Set exercise ::
Rewrite every item below, changing "photo" to "image" wherever it appears and leaving everything else as it is. Don't include the pictures in your answer.

Items ::
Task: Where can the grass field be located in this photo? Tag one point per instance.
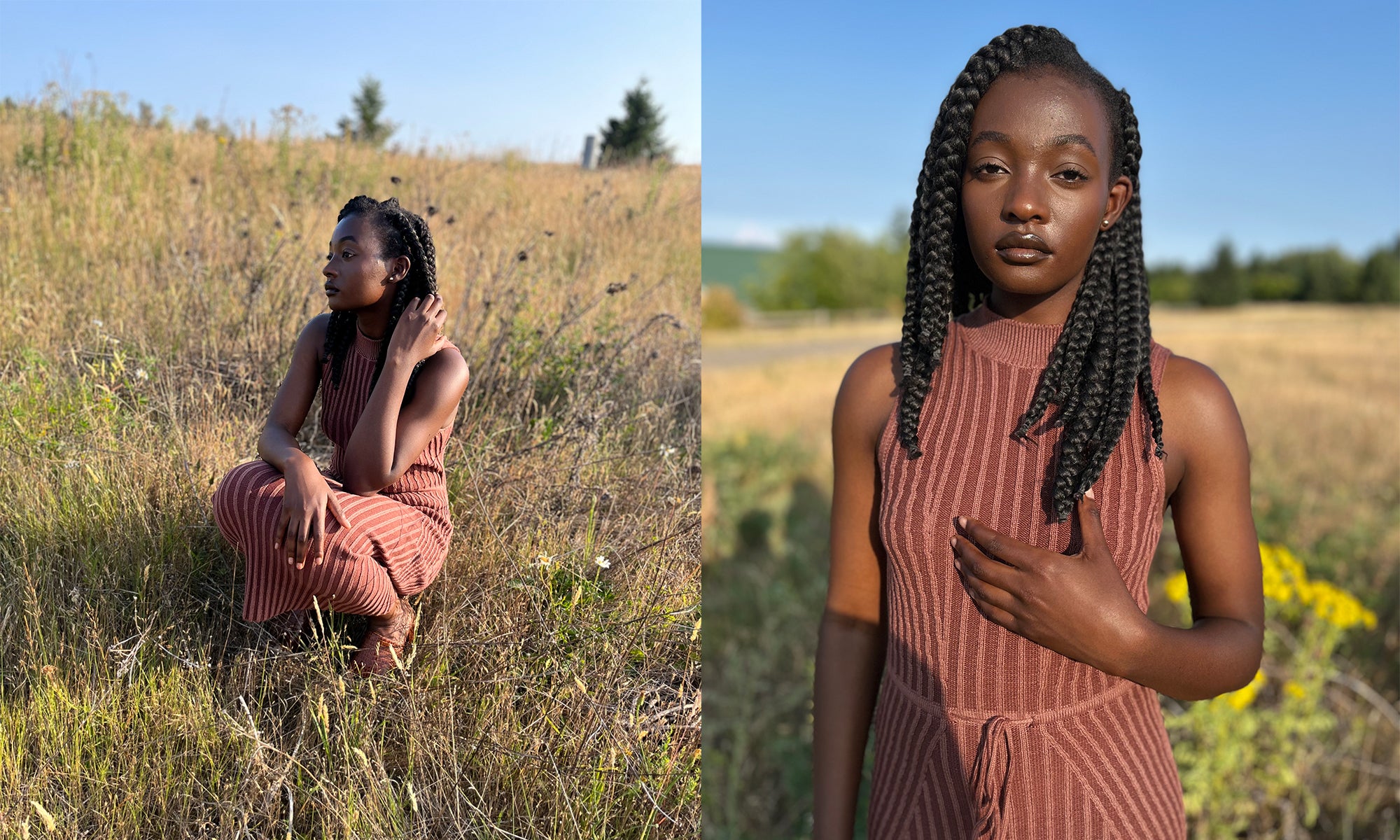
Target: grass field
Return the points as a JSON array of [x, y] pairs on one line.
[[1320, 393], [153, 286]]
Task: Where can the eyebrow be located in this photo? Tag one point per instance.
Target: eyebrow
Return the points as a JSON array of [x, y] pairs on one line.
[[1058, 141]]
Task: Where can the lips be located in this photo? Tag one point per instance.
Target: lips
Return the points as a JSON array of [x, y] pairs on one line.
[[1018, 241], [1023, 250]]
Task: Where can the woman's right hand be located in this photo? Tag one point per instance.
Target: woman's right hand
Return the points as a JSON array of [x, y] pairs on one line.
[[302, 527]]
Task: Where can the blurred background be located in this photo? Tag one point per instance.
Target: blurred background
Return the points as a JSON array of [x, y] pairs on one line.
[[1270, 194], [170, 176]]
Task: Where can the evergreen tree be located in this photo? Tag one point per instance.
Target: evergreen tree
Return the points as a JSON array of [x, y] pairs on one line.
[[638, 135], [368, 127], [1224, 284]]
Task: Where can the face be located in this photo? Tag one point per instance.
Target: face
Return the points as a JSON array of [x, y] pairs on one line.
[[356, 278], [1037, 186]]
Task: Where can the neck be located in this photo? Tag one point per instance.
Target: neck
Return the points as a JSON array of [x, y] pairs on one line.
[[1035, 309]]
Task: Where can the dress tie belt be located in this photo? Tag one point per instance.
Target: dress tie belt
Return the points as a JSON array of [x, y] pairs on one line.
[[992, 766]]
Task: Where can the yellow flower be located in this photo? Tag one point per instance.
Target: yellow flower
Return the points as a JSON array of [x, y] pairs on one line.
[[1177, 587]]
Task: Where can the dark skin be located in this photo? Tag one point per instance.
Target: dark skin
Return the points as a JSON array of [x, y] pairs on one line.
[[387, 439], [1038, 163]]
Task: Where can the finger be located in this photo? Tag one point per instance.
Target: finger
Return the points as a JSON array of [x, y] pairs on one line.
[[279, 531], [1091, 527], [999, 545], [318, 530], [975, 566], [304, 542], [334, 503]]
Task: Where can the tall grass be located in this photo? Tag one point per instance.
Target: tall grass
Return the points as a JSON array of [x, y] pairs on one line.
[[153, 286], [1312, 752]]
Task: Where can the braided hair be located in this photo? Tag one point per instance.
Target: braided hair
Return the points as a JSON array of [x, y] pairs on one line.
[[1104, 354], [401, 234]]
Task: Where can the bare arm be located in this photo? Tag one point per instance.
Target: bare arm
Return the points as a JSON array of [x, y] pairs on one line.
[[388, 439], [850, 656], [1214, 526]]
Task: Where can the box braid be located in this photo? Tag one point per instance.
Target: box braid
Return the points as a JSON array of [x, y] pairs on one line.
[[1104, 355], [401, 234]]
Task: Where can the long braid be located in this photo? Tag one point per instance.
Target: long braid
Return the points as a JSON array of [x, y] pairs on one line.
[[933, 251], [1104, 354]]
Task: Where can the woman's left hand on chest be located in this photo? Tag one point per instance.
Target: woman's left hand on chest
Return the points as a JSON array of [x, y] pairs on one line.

Task answer ::
Task: Where can the grass field be located in this image? Tag one point per instance.
Target: grass field
Return the points as a JSON array of [x, y] pairs on one line.
[[1320, 393], [153, 286]]
Task: Where can the eyebrow be located in this image? Tag one point per instance.
Target: eyebrow
Return the points as a JSON array of [x, y] pairs on one line.
[[1058, 141]]
Task: Where can the lips be located in this image? Tag one point per instance.
Target: lips
Return the points as a JSON array of [x, y] pairs on one line.
[[1018, 241], [1023, 250]]
Task: Where can the woman's right hand be located in this image? Tag one point per instance.
Target: woman's right hand
Return the points as a JSON array of [x, y] pairs on one line.
[[302, 527]]
Task: Where can the blurred background be located in this image? Tag one point per instance.
Target: blurred background
Return the points as a JSON array of [x, y] pairs on one line.
[[1270, 194], [170, 176]]
Task: Where can the evergreen tree be located in this image? Tag one point per instance.
Target: evergreen tree
Return the points as a JSON array of [x, y] pairs on one line.
[[638, 135], [368, 127], [1224, 284]]
Task: Where can the face be located in this image? Tag one point per instance.
Target: face
Return the points as a JSON array of [x, y] pairs on one line.
[[356, 278], [1037, 186]]
Task: Where can the neck be located in this image? Tag one point per instance.
Target: neck
Return the points as a JSON array of [x, y] pairs on one line.
[[1035, 309]]
Task: Where can the dress tie belt be located in this image? Tag one point per instance.
Target: dress tie belt
Return the points as a JSON array of [x, y] pairs on one line.
[[992, 766]]
Task: Where can the yellow flower be located in this image? Tag one point per instance.
Target: yellow flower
Return the points as a JSON array of [x, y] pairs on one line.
[[1177, 587]]
Task: Where can the dark skin be located in this image? Tag one point per instance.
Target: dark skin
Return the points as a JSON array of [x, y] pairs on one line.
[[387, 439], [1038, 163]]
Task: Where can the finger be located in this image? Tag one point per instance.
Target: finger
Return the points as a JSON array of [x, y] pairs on one line.
[[279, 531], [1091, 527], [999, 545], [318, 530], [975, 566], [304, 542], [334, 503]]
Task: Where can the tall grass be located in this image? Tag one point per instance.
Target: tall grass
Return the points as a JSON array of [x, y] pairs on one line.
[[153, 286], [1312, 752]]
Task: Where can the braided hair be located in this image? Tag one point per instance.
Target: braided hair
Return the points as a JSON array of [x, y] pairs on one line.
[[1104, 354], [401, 234]]
Task: Where can the bare arm be located in this image? Tag one point per instance.
Target: bare arm
Return the points as a JSON array of [x, y] pairs on one line.
[[388, 439], [850, 656], [1214, 526]]
Task: Where can the box braid be located in this image? Tag one point per instance.
Target: box braid
Return the points as a JSON array of [x, y] pairs on one line.
[[1104, 355], [401, 234]]
Task: Where can the long braid be located in this image? Tag one point per instance.
Target: long braid
Return the points as a JSON array of [x, y] pairs on one line.
[[933, 251], [1104, 354]]
Task: Where can the woman's left hand on chest be located in this image? Tag one point per instance.
Target: woman's left hand on chest
Return the points as a JSON array of [x, y] pairs on one line.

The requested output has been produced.